SOURCE EXCERPT >>
**********

There are plenty of great video game designers, but one name stands above them all: Shigeru Miyamoto. The famed Japanese game developer has created some of the most influential video games in history including Super Mario Bros, Donkey Kong, and, of course, the Legend of Zelda. Since its debut in 1986, gamers the world over have spent countless hours exploring the world of Hyrule and its many secrets. In the end, secrets are at the heart of what makes Zelda such an enduring and fun series. However, it’s not just the world of Hyrule that holds secrets, the franchise itself is a treasure trove of trivia and hidden knowledge. From cameos to lost storyboards and ideas left on the cutting room floor, Zelda’s real-world history is almost as fascinating as Hyrule’s itself. We’ve sorted through it all to bring you 15 Things You Need To Know About the Legend Of Zelda.
15. The First Two Games Represent The Darkest Timeline
For the most part, Nintendo games have a reputation for being pretty lighthearted. Mario always defeats Bowser, Samus always saves the day, and Link always defeats Ganon and saves Zelda. Right? Well, that last bit isn’t entirely accurate. It might look like Link always defeats Ganon, but there are several games based on the premise that the Hero of Time (the Link from Ocarina of Time) is defeated by Ganon.
In fact, the first two games in the series (Legend of Zelda and Adventures of Link) actually take place in the timeline where the Hero of Time failed to defeat Ganon, thus dooming Hyrule to suffer under his rule. In hindsight, this darker timeline fits the motif of the original game. Playing through it, you’ll notice that, unlike other games in the series, there are very few towns and villages. This is because Hyrule is in decline and humanity has been reduced to hiding out in the wilderness.
14. There Are Three Separate Timelines
In terms of story, The Legend of Zelda is Nintendo’s most complex franchise and the chronology of the series has been debated by fans for decades. In 2011, with the release of the Hyrule Historia, we finally got a definitive breakdown of the game’s timeline.
The game is actually broken up until three separate timelines. They all split from Ocarina of Time. One timeline ends with the Hero of Time’s defeat and leads into a Link to the Past and, eventually, the first two games in the series. In fact, the second game (The Adventure of Link) is actually the last game in the series, chronologically speaking.
Another possible timeline is one where the Hero of Time is victorious and sent back in time as a child. This timeline leads into Majora’s Mask, Twilight Princess, and Four Swords Adventure.
13. The Series Was Inspired By Miyamoto’s Childhood
Artists always take inspiration from their own lives so it should come as no surprise that many of Shigeru Miyamoto’s games draw inspiration from his own life. In the case of Zelda, it actually comes from his childhood spent wandering the countryside. One day, during his travels, he even stumbled upon an entire cave system. Miyamoto, being either braver or more bored than us, grabbed a lantern and started to explore the cave system. Now why Link always carries a lantern.
In fact, the entire series stems from Miyamoto’s desire to recreate that same sense of wonder he felt as a child. Whether it was the joy of discovery or the anxiety of being lost in the woods, Miyamoto wanted to inspire those feelings in his players’ minds.

**********

SUPPLIED DATA >>
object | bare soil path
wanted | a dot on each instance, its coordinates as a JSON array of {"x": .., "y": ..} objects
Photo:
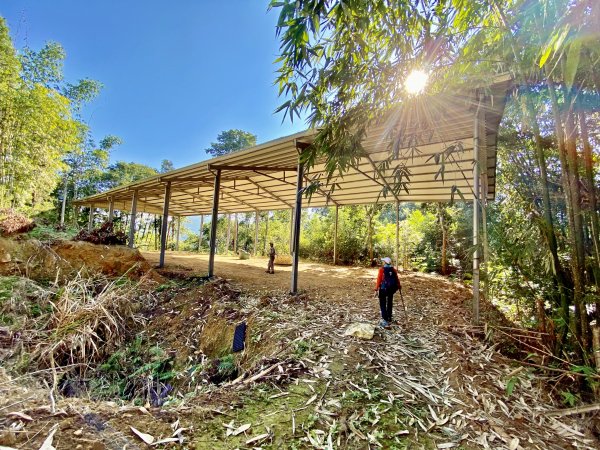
[{"x": 328, "y": 281}]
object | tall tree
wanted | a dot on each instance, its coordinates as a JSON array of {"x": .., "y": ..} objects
[
  {"x": 36, "y": 127},
  {"x": 231, "y": 141}
]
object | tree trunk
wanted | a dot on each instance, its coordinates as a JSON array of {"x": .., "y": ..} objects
[
  {"x": 591, "y": 186},
  {"x": 567, "y": 150},
  {"x": 64, "y": 202},
  {"x": 441, "y": 211},
  {"x": 547, "y": 224}
]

**********

TO DO >>
**1.** According to the Zelda article, what publication released in 2011 gave a definitive breakdown of the series timeline?
**2.** Reproduce the rows from the line with "object | tree trunk" through the end of the rows, shifting every x and y coordinate in the answers by 113.
The rows that come after the Zelda article bear no relation to it.

TASK-BY-TASK RESULTS >>
**1.** The Hyrule Historia.

**2.**
object | tree trunk
wanted | a dot on each instance, its coordinates as a JSON array of {"x": .., "y": ..} objects
[
  {"x": 704, "y": 299},
  {"x": 680, "y": 263},
  {"x": 177, "y": 315},
  {"x": 554, "y": 324},
  {"x": 660, "y": 337}
]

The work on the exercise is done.